§ **AIM**
Reproduce each of the entries below with "keypoint" changed to "marker" everywhere it occurs. Leave every other word and number as it is.

§ **DATASET EXCERPTS**
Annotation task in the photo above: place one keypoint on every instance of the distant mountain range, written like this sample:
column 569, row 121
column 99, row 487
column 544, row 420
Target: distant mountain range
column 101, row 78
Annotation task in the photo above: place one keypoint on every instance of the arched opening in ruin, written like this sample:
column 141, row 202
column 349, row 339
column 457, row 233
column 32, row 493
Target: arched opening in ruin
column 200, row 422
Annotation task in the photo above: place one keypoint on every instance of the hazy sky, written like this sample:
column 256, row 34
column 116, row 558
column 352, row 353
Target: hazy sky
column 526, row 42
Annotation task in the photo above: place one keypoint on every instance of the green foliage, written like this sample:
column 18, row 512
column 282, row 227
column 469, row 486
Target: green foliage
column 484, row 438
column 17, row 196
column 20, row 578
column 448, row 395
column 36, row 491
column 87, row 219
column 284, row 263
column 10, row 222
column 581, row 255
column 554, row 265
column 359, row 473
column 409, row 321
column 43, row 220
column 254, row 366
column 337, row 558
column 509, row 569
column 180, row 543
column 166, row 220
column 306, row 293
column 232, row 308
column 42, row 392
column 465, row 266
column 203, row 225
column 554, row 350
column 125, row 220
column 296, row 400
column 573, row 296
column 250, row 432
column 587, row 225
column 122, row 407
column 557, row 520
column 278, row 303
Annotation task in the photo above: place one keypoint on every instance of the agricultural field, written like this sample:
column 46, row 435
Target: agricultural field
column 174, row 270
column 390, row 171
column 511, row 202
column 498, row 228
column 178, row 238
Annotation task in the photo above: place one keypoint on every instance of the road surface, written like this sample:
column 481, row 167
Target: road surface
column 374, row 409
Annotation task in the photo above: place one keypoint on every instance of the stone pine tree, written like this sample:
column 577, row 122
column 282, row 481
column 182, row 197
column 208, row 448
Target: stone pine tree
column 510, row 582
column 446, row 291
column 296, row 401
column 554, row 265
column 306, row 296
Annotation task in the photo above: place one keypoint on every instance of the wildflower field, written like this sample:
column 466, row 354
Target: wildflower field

§ **FINAL RESULT**
Annotation task in the photo above: place one marker on every instance of the distant mountain range, written like this sample:
column 569, row 121
column 99, row 487
column 544, row 420
Target: distant mountain range
column 101, row 78
Annotation task in the photo above: place one marker on every instance of the arched opening in ruin, written like this sample:
column 141, row 202
column 349, row 339
column 457, row 233
column 32, row 493
Target: arched opening in ruin
column 200, row 422
Annotation task in the photo above: place one marker on every instance of the hazy sky, written like this sample:
column 256, row 34
column 116, row 558
column 352, row 353
Target: hazy sky
column 526, row 42
Annotation task in the photo above: place one marker on every instance of the green foliage, written like this sample:
column 18, row 512
column 282, row 227
column 469, row 486
Target: green foliage
column 484, row 438
column 17, row 196
column 20, row 578
column 448, row 395
column 36, row 491
column 87, row 219
column 284, row 263
column 10, row 222
column 581, row 255
column 554, row 265
column 359, row 473
column 409, row 321
column 43, row 220
column 254, row 366
column 337, row 558
column 509, row 569
column 180, row 543
column 166, row 220
column 306, row 293
column 232, row 308
column 42, row 392
column 465, row 266
column 203, row 225
column 554, row 350
column 125, row 220
column 296, row 400
column 573, row 296
column 250, row 432
column 587, row 225
column 122, row 407
column 557, row 520
column 278, row 303
Annotation task in the photo above: place one marker on every instance of the agricultural field, written like this sample:
column 46, row 435
Target: agricultural field
column 174, row 270
column 390, row 171
column 511, row 202
column 498, row 228
column 178, row 238
Annotation task in the photo above: place one marker on every instance of the road surface, written like this sample:
column 481, row 167
Target: road surface
column 374, row 409
Annotation task in the photo above: place one marker on every instance of the stone pine tree, written like this sample:
column 577, row 122
column 282, row 481
column 182, row 197
column 208, row 448
Target: stone pine tree
column 510, row 582
column 446, row 291
column 296, row 401
column 554, row 265
column 306, row 296
Annotation task in the photo above: place one marker on every instance of the wildflower field, written like this sample:
column 466, row 354
Target: wildflower field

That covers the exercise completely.